§ To do
In the entries below, find the line with "column 449, row 72" and the line with "column 251, row 122"; give again those lines and every line between them, exactly.

· · · · ·

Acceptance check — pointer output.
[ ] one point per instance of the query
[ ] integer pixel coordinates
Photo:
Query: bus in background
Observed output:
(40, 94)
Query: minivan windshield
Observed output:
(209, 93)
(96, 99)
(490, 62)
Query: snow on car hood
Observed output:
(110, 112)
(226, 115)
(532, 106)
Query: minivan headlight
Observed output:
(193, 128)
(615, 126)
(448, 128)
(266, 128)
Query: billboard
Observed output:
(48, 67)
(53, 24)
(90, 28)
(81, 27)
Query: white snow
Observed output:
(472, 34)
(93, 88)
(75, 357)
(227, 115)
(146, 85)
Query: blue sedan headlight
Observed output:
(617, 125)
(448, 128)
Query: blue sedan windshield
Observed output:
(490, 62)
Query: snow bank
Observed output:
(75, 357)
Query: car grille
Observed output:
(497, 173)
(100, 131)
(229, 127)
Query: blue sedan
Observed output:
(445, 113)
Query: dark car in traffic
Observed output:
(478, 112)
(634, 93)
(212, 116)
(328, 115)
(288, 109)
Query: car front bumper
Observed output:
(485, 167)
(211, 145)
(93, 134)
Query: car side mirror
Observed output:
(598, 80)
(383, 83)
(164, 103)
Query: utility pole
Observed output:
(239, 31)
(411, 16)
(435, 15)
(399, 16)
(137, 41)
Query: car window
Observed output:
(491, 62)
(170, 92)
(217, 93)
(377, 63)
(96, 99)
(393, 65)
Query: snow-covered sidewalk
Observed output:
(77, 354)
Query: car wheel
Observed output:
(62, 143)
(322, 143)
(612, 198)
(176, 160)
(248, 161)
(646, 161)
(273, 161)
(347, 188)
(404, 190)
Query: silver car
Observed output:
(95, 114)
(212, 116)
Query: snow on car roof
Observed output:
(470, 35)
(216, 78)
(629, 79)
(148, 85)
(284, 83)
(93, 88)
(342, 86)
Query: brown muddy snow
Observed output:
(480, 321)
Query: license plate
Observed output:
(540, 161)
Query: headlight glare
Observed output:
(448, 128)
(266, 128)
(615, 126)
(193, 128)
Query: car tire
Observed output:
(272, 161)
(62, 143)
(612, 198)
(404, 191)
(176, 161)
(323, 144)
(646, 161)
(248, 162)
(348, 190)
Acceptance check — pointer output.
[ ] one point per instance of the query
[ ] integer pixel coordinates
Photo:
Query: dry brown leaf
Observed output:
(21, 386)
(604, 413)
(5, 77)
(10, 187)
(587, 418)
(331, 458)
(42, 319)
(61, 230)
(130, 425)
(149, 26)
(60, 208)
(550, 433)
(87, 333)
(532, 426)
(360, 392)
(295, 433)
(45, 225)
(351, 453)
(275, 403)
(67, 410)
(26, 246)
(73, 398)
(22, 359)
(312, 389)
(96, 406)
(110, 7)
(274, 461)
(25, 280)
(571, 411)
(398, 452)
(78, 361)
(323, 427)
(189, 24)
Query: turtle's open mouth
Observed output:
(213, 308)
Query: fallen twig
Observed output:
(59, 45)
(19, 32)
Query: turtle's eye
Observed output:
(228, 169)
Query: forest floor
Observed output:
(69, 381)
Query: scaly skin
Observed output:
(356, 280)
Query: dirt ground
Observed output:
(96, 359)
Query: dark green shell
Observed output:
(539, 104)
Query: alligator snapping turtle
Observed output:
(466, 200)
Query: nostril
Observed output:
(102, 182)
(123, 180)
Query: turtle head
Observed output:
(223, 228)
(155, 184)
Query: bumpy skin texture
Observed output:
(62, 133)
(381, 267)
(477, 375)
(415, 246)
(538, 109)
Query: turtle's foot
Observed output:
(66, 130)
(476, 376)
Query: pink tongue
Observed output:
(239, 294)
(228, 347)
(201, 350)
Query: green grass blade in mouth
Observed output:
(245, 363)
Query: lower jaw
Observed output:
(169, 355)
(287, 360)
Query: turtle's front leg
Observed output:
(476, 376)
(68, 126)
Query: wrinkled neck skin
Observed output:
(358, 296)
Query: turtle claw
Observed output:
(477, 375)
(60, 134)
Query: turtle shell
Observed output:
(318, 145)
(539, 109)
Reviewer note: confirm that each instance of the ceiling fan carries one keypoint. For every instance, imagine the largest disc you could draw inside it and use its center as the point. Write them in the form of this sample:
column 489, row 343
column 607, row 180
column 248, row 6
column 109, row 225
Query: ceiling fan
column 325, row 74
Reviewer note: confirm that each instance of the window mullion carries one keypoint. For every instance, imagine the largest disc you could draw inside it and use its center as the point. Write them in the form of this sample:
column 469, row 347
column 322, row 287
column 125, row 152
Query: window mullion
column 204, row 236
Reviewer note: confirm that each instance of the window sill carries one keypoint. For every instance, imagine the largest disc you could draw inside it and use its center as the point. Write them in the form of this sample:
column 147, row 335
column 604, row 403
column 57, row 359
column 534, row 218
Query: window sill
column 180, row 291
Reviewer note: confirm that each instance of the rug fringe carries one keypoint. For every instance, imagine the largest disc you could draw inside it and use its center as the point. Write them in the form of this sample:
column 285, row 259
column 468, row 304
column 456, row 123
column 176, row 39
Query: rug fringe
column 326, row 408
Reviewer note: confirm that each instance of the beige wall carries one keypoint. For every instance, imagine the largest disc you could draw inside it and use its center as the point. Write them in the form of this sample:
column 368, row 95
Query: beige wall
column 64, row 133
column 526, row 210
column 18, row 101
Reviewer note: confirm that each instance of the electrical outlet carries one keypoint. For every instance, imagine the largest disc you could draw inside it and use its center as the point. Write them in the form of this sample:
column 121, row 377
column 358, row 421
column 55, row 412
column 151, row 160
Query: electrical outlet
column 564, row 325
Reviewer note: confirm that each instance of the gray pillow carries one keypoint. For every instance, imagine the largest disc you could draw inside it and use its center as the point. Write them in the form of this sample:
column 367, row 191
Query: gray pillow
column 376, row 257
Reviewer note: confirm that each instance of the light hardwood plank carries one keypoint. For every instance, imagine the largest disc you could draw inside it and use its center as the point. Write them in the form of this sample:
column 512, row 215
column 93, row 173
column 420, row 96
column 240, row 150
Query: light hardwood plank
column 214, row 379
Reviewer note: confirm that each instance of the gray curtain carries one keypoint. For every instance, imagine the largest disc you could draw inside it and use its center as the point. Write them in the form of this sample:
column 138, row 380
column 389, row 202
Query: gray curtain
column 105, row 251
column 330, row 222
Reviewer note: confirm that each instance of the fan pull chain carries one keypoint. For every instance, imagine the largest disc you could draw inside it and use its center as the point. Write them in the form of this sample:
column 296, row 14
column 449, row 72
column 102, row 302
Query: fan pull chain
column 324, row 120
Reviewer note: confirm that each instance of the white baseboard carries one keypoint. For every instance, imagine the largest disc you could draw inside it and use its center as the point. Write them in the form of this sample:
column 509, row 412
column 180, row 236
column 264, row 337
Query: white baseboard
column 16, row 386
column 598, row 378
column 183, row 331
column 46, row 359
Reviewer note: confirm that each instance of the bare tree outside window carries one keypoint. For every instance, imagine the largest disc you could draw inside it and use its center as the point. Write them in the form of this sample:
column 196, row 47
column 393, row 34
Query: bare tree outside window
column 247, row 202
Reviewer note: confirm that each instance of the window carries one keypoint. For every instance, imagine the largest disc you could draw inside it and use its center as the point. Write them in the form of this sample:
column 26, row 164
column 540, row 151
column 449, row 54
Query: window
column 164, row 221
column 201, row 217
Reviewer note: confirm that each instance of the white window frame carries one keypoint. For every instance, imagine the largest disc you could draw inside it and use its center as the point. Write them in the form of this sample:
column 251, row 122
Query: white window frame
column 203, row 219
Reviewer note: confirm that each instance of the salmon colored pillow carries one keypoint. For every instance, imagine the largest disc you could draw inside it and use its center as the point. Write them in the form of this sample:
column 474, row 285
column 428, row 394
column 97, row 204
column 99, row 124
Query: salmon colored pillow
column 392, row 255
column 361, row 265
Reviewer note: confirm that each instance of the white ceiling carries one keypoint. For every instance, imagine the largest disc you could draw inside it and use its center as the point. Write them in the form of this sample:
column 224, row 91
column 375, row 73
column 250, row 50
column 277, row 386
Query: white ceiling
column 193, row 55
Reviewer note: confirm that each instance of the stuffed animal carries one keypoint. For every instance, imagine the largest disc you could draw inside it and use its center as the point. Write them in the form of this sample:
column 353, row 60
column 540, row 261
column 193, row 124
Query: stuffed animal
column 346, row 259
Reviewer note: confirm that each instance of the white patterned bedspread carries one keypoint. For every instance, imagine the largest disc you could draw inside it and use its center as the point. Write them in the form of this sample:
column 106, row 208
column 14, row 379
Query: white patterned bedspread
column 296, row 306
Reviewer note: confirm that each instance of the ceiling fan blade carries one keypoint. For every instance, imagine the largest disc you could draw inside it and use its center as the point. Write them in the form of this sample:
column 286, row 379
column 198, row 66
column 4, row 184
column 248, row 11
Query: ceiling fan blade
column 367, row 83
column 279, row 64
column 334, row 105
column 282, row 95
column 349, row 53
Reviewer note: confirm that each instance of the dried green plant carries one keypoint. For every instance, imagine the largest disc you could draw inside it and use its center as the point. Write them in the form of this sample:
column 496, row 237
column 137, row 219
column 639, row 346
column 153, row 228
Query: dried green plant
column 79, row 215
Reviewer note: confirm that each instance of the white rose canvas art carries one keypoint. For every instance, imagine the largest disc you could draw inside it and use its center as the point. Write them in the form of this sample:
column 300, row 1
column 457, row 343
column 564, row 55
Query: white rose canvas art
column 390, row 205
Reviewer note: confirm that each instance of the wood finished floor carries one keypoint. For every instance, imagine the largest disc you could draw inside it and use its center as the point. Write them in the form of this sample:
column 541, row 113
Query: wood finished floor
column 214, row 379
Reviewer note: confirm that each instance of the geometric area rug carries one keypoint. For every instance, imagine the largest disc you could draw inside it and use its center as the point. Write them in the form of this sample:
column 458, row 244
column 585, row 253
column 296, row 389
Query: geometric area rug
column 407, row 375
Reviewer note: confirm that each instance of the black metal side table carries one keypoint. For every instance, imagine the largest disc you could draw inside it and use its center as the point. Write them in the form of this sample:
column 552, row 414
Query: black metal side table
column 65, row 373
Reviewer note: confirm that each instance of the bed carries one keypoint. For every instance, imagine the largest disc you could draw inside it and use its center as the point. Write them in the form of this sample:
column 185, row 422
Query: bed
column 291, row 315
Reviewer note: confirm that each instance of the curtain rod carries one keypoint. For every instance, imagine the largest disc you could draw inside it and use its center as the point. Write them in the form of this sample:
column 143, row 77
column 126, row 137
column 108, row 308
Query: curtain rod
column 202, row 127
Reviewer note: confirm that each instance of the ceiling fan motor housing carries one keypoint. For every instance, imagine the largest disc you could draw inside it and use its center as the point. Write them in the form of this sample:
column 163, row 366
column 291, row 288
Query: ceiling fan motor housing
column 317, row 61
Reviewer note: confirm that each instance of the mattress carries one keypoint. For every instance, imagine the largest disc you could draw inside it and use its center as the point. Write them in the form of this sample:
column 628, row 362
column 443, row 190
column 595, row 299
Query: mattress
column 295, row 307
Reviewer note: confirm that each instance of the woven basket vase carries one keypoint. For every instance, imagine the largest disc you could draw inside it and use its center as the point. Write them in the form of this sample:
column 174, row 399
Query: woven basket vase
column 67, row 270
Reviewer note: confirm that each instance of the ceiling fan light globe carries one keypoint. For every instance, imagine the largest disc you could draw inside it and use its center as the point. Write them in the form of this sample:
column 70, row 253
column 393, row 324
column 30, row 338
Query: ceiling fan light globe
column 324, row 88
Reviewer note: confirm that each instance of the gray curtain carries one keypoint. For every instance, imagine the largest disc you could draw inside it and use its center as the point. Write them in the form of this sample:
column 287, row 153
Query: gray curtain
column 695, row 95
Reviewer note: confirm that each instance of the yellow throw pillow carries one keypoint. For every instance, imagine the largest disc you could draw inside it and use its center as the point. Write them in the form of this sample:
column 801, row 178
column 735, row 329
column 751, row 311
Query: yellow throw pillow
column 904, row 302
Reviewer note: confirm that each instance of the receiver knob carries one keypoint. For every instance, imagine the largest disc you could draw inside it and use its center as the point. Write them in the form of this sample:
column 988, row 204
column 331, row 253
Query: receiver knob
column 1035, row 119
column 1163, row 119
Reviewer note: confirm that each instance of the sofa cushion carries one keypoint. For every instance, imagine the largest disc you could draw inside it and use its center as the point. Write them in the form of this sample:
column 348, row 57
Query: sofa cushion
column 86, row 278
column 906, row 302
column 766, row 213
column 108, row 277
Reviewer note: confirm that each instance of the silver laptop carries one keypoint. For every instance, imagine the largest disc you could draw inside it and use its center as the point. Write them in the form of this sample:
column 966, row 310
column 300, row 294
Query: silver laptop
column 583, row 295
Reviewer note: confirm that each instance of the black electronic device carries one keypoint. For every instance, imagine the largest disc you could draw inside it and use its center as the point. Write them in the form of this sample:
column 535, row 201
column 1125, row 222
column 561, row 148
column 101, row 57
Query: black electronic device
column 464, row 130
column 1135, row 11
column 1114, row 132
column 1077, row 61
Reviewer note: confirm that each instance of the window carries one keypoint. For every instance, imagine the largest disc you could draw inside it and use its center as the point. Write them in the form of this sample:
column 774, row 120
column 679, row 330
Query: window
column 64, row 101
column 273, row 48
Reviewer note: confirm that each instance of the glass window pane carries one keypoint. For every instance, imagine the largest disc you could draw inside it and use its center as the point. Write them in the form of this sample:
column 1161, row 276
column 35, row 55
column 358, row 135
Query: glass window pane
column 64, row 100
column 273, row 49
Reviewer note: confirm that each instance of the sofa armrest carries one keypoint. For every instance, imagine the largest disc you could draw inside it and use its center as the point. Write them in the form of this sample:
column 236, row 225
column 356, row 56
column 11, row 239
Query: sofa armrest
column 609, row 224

· · · · ·

§ Final answer
column 449, row 72
column 102, row 302
Query: fan pull chain
column 324, row 120
Reviewer note: confirm that each instance of the white baseboard carries one keypoint. For every instance, imagine the largest disc you could draw inside it and use its center as the point. Write them in the form of this sample:
column 509, row 412
column 180, row 236
column 264, row 337
Query: white baseboard
column 16, row 386
column 598, row 378
column 183, row 331
column 46, row 359
Reviewer note: confirm that each instance of the bare tree outside window carries one keypoint. For every instance, imagine the largest disc you could draw inside it and use its center as the point. Write them in the form of this sample:
column 196, row 47
column 393, row 34
Query: bare tree outside window
column 247, row 202
Reviewer note: confirm that each instance of the window carries one keypoint. For every instance, imagine the largest disc you could draw inside it and use its center as the point. Write them in the form of this sample:
column 26, row 164
column 540, row 151
column 449, row 54
Query: window
column 164, row 221
column 201, row 217
Reviewer note: confirm that each instance of the white window frame carries one keypoint. For every instance, imagine the largest disc you could draw inside it and use its center as the point. Write them in the form of this sample:
column 251, row 122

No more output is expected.